* start DATASET ENTRIES *
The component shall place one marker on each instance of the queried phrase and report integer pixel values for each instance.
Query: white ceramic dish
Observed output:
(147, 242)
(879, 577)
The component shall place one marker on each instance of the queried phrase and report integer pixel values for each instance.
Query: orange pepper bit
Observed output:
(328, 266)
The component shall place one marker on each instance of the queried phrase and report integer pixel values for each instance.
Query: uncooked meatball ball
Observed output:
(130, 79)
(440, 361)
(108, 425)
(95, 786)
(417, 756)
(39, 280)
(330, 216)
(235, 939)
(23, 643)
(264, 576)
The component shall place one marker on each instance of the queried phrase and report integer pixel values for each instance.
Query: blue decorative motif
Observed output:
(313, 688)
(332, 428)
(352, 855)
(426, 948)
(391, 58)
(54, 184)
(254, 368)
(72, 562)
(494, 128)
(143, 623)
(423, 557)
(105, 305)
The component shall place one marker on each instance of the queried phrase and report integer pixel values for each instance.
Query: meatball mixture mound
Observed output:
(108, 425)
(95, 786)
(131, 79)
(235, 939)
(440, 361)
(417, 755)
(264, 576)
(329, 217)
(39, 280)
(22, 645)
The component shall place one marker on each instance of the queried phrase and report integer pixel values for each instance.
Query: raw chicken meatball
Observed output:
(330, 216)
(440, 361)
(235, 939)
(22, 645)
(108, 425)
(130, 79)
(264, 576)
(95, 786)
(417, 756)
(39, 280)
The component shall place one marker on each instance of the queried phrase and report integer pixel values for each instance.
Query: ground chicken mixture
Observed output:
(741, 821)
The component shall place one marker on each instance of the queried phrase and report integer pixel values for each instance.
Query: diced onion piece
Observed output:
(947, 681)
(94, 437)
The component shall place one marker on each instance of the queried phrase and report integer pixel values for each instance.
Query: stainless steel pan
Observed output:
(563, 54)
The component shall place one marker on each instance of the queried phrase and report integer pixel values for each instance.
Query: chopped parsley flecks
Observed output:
* end DATASET ENTRIES *
=== PROBLEM STATEMENT ===
Transcribe the full listing above without leaving anything out.

=== EXERCISE OUTPUT ===
The component shall place one marker on each instance of the queried phrase and report integer pixel values for each instance.
Query: white ceramic dish
Observed output:
(147, 242)
(879, 577)
The component shall place one marker on each instance of the queried phrase and report integer pixel values for each instance.
Query: orange pepper bit
Observed output:
(328, 266)
The component shall place one marker on each instance of the queried phrase and report integer pixel values for each instance.
Query: uncooked meatball ball
Observed output:
(130, 79)
(440, 361)
(108, 425)
(95, 786)
(417, 756)
(39, 280)
(330, 216)
(235, 939)
(23, 643)
(264, 576)
The component shall place one marker on each instance of the queried phrase and report integer pixel values for each instance.
Query: blue decorative motif
Observed output:
(313, 688)
(332, 428)
(352, 855)
(426, 948)
(391, 58)
(54, 184)
(254, 368)
(72, 562)
(494, 128)
(143, 623)
(423, 557)
(105, 305)
The component shall place one marker on each instance of the queried phrase and report integer pixel values for each instance.
Query: meatball mixture mound
Observed output:
(108, 425)
(95, 786)
(131, 79)
(235, 939)
(440, 361)
(417, 755)
(264, 576)
(329, 217)
(39, 280)
(22, 645)
The component shall place one marker on each instance of the queried phrase and report integer pixel values for each instance.
Query: raw chicken meatball
Observed output:
(330, 216)
(440, 361)
(235, 939)
(22, 645)
(108, 425)
(130, 79)
(264, 576)
(95, 786)
(417, 756)
(39, 280)
The component shall place one marker on each instance of the queried phrase and report integer pixel values for each instance.
Query: ground chicken mixture
Observed output:
(741, 821)
The component shall place one marker on each instance of the queried phrase and report integer pixel values for each instance.
Query: diced onion piece
Observed output:
(947, 681)
(94, 437)
The component shall place one marker on each instance of the queried phrase and report integer pixel values for each instance.
Query: stainless steel pan
Observed output:
(563, 54)
The component shall place one marker on each instance of the queried phrase and report integer pixel values for each instance.
Query: chopped parsley flecks
Observed output:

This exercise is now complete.